# Questions to answer
- a) Repeat the health-care reform passage word for word from "The study was" to "likely to die.".
- b) Pick up the health-care reform piece where it stops and keep writing.

If I were running communications at the White House, I would have the president get right out in front of the American people and explain why we need health-care reform. I would have him explain why we need it now and the costs in dollar and human terms if we don’t do it. He has made an address to Congress, but he hasn’t said what happens to our country if we don’t have health care or what it costs us as a country to do nothing.
I saw the repercussions of doing nothing firsthand when I spent 15 years working in mental health and addictions. It is true that there is some end-of-the-line help for people, such as local mental-health clinics, state hospitals or locally funded versions of a state hospital, but these services are overwhelmed and are often the first to get cuts. Medications are often available for people on Medicaid, but many people do not qualify, as they are the working poor without health insurance.
In just this one area of health care, it is penny wise and pound foolish to not provide services as depression, anxiety and psychotic illness can slide out of control quickly if left untreated. Early intervention is the key to cost control later. Having worked in just this one aspect of health care, I saw what happens to untreated illness. Health professionals have screamed prevention and early intervention from the rooftops, and no one paid attention. But this week a study was released showing mortality increases for those that do not have health insurance.
The study was published in the American Journal of Public Health by Harvard University researchers and showed that Americans without health insurance were significantly more likely to die.

# Source material

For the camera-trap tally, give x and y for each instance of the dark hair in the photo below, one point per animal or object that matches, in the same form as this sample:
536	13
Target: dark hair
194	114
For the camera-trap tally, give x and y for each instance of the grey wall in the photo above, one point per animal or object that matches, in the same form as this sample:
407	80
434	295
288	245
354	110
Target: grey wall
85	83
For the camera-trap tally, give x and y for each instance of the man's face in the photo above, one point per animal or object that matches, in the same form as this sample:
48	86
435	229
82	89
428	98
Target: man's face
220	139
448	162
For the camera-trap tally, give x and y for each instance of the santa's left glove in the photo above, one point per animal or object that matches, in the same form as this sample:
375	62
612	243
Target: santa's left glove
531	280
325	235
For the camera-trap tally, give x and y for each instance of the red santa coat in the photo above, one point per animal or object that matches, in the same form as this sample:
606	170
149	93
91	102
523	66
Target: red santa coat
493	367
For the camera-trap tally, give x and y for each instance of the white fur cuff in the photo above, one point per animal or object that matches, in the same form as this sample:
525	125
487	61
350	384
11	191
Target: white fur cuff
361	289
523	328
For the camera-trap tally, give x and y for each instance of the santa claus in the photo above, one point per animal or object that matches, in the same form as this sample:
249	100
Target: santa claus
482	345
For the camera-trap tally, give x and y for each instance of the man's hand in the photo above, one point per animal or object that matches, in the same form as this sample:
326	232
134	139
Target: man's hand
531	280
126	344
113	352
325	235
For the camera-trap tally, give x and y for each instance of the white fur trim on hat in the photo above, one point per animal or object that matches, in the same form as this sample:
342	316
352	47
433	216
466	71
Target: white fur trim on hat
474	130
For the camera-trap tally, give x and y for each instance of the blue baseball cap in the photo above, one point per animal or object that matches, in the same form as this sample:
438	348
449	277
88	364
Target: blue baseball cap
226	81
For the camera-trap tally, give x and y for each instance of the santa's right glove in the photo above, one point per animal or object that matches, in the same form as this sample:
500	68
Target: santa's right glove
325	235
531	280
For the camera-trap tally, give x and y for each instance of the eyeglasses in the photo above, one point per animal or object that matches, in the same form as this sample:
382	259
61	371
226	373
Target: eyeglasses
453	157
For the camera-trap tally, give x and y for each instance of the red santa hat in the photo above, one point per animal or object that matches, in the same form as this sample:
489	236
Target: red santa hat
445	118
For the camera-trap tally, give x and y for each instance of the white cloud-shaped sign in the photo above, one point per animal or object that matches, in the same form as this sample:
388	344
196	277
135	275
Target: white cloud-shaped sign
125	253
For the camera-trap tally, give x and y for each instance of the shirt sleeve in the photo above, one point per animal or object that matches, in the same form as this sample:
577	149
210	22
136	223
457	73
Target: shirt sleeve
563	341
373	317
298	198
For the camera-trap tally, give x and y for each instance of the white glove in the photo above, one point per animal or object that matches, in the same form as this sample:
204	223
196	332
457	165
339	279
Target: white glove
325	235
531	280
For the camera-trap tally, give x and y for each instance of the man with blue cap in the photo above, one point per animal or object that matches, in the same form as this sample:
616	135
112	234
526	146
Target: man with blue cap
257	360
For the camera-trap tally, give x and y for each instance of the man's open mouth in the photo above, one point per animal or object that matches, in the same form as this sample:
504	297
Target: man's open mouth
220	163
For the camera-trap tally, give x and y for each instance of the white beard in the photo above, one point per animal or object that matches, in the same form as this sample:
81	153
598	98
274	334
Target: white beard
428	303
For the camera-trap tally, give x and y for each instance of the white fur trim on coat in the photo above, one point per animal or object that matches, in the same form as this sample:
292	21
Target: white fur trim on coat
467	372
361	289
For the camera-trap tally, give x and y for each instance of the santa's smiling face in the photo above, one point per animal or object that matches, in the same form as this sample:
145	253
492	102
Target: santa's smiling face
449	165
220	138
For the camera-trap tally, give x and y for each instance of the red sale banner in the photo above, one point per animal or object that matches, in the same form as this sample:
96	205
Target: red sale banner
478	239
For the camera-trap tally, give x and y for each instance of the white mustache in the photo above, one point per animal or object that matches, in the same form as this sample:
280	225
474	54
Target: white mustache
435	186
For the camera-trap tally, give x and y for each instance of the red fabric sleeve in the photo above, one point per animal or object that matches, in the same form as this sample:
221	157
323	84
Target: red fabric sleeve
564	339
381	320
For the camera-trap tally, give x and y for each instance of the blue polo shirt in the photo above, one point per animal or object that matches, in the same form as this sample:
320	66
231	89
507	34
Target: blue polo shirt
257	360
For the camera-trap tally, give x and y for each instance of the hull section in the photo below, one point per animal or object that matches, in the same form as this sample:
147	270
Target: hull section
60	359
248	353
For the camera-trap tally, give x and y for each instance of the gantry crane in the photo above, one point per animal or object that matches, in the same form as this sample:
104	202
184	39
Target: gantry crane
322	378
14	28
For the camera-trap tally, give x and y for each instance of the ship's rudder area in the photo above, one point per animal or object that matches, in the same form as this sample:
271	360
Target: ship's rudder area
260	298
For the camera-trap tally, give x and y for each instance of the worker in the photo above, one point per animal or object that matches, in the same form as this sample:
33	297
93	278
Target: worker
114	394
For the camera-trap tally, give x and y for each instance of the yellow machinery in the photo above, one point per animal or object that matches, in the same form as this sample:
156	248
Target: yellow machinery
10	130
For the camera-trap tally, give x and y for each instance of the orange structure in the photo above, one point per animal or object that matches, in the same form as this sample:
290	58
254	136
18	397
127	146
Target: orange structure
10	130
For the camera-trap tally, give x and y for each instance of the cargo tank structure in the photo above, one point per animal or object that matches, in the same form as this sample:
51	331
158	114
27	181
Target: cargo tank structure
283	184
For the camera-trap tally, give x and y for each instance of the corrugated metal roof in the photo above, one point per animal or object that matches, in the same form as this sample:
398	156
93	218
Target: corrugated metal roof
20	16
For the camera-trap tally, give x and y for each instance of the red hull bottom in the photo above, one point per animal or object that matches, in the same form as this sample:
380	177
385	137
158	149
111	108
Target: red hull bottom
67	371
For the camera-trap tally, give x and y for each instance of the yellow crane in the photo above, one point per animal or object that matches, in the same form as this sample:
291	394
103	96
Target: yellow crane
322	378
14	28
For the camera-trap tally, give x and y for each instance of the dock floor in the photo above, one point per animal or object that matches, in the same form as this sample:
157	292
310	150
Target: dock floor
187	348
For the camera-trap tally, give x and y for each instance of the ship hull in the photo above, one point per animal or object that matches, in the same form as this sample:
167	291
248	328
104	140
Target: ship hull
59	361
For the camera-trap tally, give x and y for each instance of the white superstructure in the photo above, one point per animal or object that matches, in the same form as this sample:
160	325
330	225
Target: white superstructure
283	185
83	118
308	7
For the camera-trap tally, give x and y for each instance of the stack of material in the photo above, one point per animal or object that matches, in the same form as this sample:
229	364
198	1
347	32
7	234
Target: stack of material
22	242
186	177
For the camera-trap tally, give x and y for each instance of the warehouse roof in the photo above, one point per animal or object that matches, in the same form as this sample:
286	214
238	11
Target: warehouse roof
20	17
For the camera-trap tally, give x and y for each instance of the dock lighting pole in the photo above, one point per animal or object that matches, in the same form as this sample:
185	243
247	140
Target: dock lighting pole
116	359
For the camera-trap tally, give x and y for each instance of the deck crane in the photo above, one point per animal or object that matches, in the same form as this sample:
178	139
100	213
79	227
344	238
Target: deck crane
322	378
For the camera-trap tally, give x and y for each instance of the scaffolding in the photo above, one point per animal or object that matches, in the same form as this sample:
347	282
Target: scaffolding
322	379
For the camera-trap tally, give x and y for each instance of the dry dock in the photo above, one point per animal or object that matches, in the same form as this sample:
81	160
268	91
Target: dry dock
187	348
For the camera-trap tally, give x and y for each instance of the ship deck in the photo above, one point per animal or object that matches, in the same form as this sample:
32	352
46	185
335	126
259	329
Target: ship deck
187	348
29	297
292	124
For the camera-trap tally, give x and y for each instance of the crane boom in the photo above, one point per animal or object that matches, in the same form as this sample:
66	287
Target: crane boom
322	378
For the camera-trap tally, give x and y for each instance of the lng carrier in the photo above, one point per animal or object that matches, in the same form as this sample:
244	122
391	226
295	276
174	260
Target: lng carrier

# Task results
- a)
The study was published in the American Journal of Public Health by Harvard University researchers and showed that Americans without health insurance were significantly more likely to die.

- b)
Earlier studies completed in the early ’90s showed a 25 percent increase in chance of dying without health insurance. The new study backed up that earlier research but showed that the risk of dying was actually 2.5 times higher than the earlier study found. This works out to a 40 percent higher likelihood of death without insurance.
There has been supporting data from other studies such as the congressionally funded Institute of Medicine, or IOM. This week’s study found that as many as 42,686 people died in one year because of lack of health insurance. That is almost 10 times the deaths experienced in the war in Iraq and close to what we lost in Vietnam. It is way too many mothers, fathers and productive Americans lost for no reason other than money.
What is astounding is that these statistics do not even consider the people unable to work because of illness or who need care from family members who then have to take off of work. This is not rocket science. How many people do you know who put off going to the doctor when they are ill because of costs? All of us know people who are facing those decisions.
Early intervention is the key in so many diseases, and President Obama’s plan allows 90 percent of people who do not have health insurance to be able to obtain it. It would allow people to get health care and tests that make a difference. Middle-aged people would be able to get a colonoscopy. Those with high cholesterol would be able to find out if drugs would help, and people with diabetes would be able to stem the process of the disease before they lost limbs.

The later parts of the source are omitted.